GIVEN RECORDS ::
►

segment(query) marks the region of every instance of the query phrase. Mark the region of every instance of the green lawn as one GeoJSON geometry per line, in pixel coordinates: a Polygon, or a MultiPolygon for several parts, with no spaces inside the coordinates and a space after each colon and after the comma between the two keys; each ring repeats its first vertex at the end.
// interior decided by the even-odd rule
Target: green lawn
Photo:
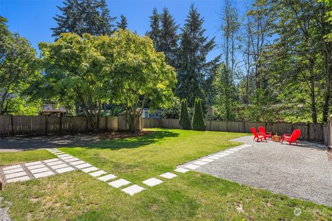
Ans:
{"type": "Polygon", "coordinates": [[[82,171],[10,184],[0,195],[17,220],[332,220],[331,207],[196,172],[154,187],[141,183],[177,164],[237,145],[227,140],[241,135],[156,129],[144,137],[60,148],[147,188],[133,196],[82,171]],[[302,209],[301,215],[294,215],[295,208],[302,209]]]}

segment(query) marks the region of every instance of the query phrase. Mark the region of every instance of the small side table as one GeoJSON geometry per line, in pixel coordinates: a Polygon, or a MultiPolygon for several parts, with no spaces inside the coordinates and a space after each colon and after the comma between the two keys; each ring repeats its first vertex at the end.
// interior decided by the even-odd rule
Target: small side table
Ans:
{"type": "Polygon", "coordinates": [[[272,141],[275,142],[279,142],[282,140],[282,137],[278,135],[272,136],[272,141]]]}

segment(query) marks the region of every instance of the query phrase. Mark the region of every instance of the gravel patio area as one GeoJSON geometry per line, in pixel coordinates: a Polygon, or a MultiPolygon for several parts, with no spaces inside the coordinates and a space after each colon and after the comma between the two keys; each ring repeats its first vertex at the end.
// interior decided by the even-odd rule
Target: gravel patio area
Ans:
{"type": "Polygon", "coordinates": [[[326,146],[308,142],[298,146],[234,140],[252,146],[196,171],[253,187],[332,206],[332,162],[326,146]]]}

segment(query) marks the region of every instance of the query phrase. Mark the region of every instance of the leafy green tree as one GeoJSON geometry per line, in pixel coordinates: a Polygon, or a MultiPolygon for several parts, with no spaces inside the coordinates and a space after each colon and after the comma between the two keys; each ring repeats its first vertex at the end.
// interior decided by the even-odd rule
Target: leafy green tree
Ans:
{"type": "Polygon", "coordinates": [[[186,98],[189,106],[193,106],[195,97],[204,98],[205,79],[211,74],[220,56],[207,61],[206,56],[215,47],[214,38],[208,41],[204,36],[203,19],[194,5],[180,35],[178,52],[177,95],[186,98]]]}
{"type": "Polygon", "coordinates": [[[166,64],[165,55],[156,51],[149,37],[120,30],[112,39],[112,51],[109,52],[111,47],[102,48],[103,54],[115,52],[107,58],[109,62],[106,61],[109,65],[105,69],[109,70],[112,82],[108,93],[115,93],[114,102],[124,106],[129,129],[133,132],[148,101],[152,108],[172,105],[176,74],[166,64]]]}
{"type": "Polygon", "coordinates": [[[37,104],[29,103],[23,92],[40,76],[34,66],[36,52],[28,40],[11,33],[6,22],[0,17],[0,115],[35,115],[37,104]]]}
{"type": "Polygon", "coordinates": [[[199,98],[195,99],[192,128],[194,131],[205,131],[205,122],[204,122],[203,115],[202,102],[199,98]]]}
{"type": "Polygon", "coordinates": [[[154,46],[156,51],[160,50],[160,16],[158,13],[157,8],[154,8],[152,15],[150,17],[151,30],[147,32],[147,35],[154,42],[154,46]]]}
{"type": "Polygon", "coordinates": [[[181,101],[181,109],[180,112],[180,126],[185,130],[190,129],[190,121],[189,119],[189,111],[187,100],[181,101]]]}
{"type": "Polygon", "coordinates": [[[52,36],[59,37],[61,33],[73,32],[79,35],[111,35],[115,17],[109,15],[106,0],[65,0],[64,6],[57,6],[62,15],[53,18],[57,27],[53,28],[52,36]]]}
{"type": "Polygon", "coordinates": [[[127,18],[124,15],[121,15],[120,17],[120,21],[116,22],[116,28],[118,28],[118,30],[119,28],[122,28],[123,30],[127,29],[128,27],[128,22],[127,21],[127,18]]]}

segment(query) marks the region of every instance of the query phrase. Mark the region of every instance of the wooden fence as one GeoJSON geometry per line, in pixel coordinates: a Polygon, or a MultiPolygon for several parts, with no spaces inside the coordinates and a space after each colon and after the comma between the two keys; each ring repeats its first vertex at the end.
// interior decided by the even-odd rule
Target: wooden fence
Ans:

◄

WORK TO BE COMPLETED ::
Write out the records above exactly as they stand, leaving out every picture.

SOLUTION TO THE EXERCISE ::
segment(query) marks the region of every instance of the query phrase. Mark the region of every instance of the green lawn as one GeoJSON geometry per line, in pixel coordinates: a Polygon, or a MultiPolygon for several parts, with no spaces inside the coordinates and a space after each colon and after the comma between the two keys; each ring repeats its first vertex at the end.
// interior decided by the even-odd rule
Target: green lawn
Photo:
Ans:
{"type": "Polygon", "coordinates": [[[82,171],[10,184],[0,195],[17,220],[332,220],[331,207],[196,172],[154,187],[141,183],[177,164],[237,145],[227,140],[241,135],[156,129],[144,137],[60,148],[147,188],[133,196],[82,171]],[[302,209],[301,215],[294,215],[295,208],[302,209]]]}

segment(query) marks the region of every instance of the query phrase. Mark the region of every instance of the small side table as one GeoJSON geometry per line, in pixel coordinates: a Polygon, or a MultiPolygon for several parts, with no spaces inside the coordinates and a space after each colon and after the comma between the two keys; each ring repeats its first vertex at the end.
// interior decided by the even-odd rule
Target: small side table
Ans:
{"type": "Polygon", "coordinates": [[[272,141],[275,142],[279,142],[282,140],[282,137],[278,135],[272,136],[272,141]]]}

segment(query) marks the region of every instance of the query phrase. Mark the region of every instance of the gravel patio area as one GeoJSON geometry per line, in pixel coordinates: a Polygon, or a MultiPolygon for several parts, with no spaces inside the coordinates and a space after each colon and after the comma between the two keys; each ring repeats its first vertex at the end.
// interior decided by the even-odd rule
Target: gravel patio area
Ans:
{"type": "Polygon", "coordinates": [[[326,146],[308,142],[298,146],[234,140],[252,146],[196,171],[253,187],[332,206],[332,162],[326,146]]]}

segment(query) marks the region of every instance of the query phrase. Mark the region of every instance of the leafy green tree as one GeoJSON geometry per line, in pixel coordinates: a Polygon, or a MultiPolygon for several parts, with no spaces inside the coordinates and a space after each colon and after the comma between the two keys; each ring repeats its first vertex at the end.
// interior decided by the even-odd rule
Target: leafy green tree
Ans:
{"type": "Polygon", "coordinates": [[[186,98],[189,106],[193,106],[195,97],[204,98],[205,79],[211,74],[220,56],[207,61],[206,56],[215,47],[214,38],[208,41],[204,36],[203,19],[194,5],[180,35],[178,52],[177,95],[186,98]]]}
{"type": "Polygon", "coordinates": [[[166,64],[165,55],[156,51],[149,37],[120,30],[112,39],[112,51],[109,52],[111,47],[102,48],[103,54],[115,52],[107,58],[109,62],[106,61],[109,65],[105,69],[109,70],[112,82],[108,93],[115,93],[114,102],[124,106],[129,129],[133,132],[148,101],[152,108],[172,105],[176,74],[166,64]]]}
{"type": "Polygon", "coordinates": [[[37,104],[29,103],[23,92],[40,76],[34,66],[36,52],[28,40],[11,33],[6,22],[0,17],[0,115],[35,115],[37,104]]]}
{"type": "Polygon", "coordinates": [[[199,98],[195,99],[192,128],[194,131],[205,131],[205,122],[204,122],[203,115],[202,102],[199,98]]]}
{"type": "Polygon", "coordinates": [[[154,46],[156,51],[160,50],[160,16],[158,13],[157,8],[154,8],[152,15],[150,17],[151,30],[147,32],[147,35],[154,42],[154,46]]]}
{"type": "Polygon", "coordinates": [[[181,101],[181,109],[180,112],[180,126],[185,130],[190,129],[190,121],[189,119],[189,111],[187,100],[181,101]]]}
{"type": "Polygon", "coordinates": [[[52,36],[59,37],[61,33],[73,32],[79,35],[111,35],[115,17],[109,15],[106,0],[65,0],[64,6],[57,6],[62,15],[53,18],[57,27],[53,28],[52,36]]]}
{"type": "Polygon", "coordinates": [[[127,18],[124,15],[121,15],[120,17],[120,21],[116,22],[116,28],[118,28],[118,30],[119,28],[122,28],[123,30],[127,29],[128,27],[128,22],[127,21],[127,18]]]}

segment(query) marks the region of every instance of the query phrase. Mark the region of every instance of the wooden fence as one GeoJSON geometry per line, in pixel coordinates: a Polygon, or a MultiPolygon for several parts, with no spaces inside the coordinates and a space after each colon and after the comma between the two keys; each ring repeats its first vertex at the end.
// interior decided by the even-odd rule
Target: wooden fence
Ans:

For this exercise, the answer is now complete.